* _Instruções_:
1. Traduza para o inglês esta frase do texto sobre o bicudo Batuque: "Pois bem, Batuque era filhote nascido doméstico no ano de 76 em criação de Sr. Moacir em Taguatinga - DF."
2. No texto sobre o bicudo Batuque, de quem foi pego o pássaro lá pelo ano 81?
3. Liste todos os nomes de pessoas que aparecem no texto sobre o bicudo Batuque.

* _Trecho apresentado_:
BICUDA TOPETINHA – Mãe do Batuque

05/05/2015 08:24

Aloísio Pacini Tostes
Bonfim Paulista – Ribeirão Preto

(www.lagopas.com.br multiplicar para conservar)

Lá pelo ano 81, pegamos de Márcio Almeida, o bicudo Batuque que já era um campeão de fibra, confirmou em nossa mão e se tornou a grande referência, através da gravação de seu dialeto, que se tornou a “Raiz do Canto Goiano Clássico” hoje disseminado por todos os recantos de nosso Brasil como mais rebuscado e cultivado por aqueles que apreciam qualidade em canto de bicudo. 
Pois bem, Batuque era filhote nascido doméstico no ano de 76 em criação de Sr. Moacir em Taguatinga - DF. Uma novidade à época onde havia dezenas de bicudos capturados na natureza e que estavam na mão dos criadores que eram a maioria dos participantes em torneios de fibra.

* _Linhas extraídas_:
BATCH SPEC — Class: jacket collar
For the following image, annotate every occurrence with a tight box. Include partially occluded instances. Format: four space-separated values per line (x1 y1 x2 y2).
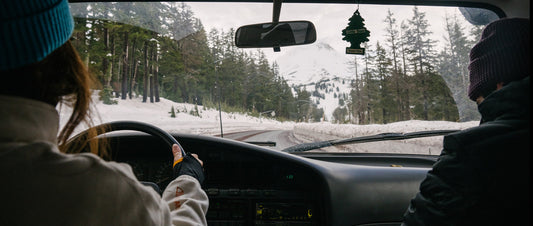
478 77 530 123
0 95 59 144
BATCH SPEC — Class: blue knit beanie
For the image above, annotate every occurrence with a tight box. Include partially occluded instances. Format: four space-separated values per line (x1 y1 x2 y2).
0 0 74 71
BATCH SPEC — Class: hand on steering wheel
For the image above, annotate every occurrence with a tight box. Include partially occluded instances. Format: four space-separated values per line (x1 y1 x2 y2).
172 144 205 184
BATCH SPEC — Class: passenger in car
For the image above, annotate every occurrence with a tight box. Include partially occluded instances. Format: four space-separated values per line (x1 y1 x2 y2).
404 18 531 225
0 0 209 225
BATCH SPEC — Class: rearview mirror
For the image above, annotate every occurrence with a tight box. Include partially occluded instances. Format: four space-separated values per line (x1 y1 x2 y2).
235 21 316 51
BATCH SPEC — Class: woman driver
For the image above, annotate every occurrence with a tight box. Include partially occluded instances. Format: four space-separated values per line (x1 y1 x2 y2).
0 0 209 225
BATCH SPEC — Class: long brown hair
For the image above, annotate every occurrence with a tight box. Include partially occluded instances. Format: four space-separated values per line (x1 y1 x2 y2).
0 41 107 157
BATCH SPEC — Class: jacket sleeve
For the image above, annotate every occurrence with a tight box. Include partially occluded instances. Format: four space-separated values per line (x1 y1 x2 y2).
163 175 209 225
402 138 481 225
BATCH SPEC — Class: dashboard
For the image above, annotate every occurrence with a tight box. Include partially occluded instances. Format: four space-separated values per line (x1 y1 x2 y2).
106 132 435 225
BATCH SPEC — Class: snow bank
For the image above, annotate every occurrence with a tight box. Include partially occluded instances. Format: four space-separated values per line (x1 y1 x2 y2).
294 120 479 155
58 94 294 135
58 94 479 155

* _Respostas dos exercícios_:
1. Well then, Batuque was a chick born in captivity in '76, at Mr. Moacir's breeding operation in Taguatinga - DF.

2. De Márcio Almeida.

3. Aloísio Pacini Tostes; Márcio Almeida; Sr. Moacir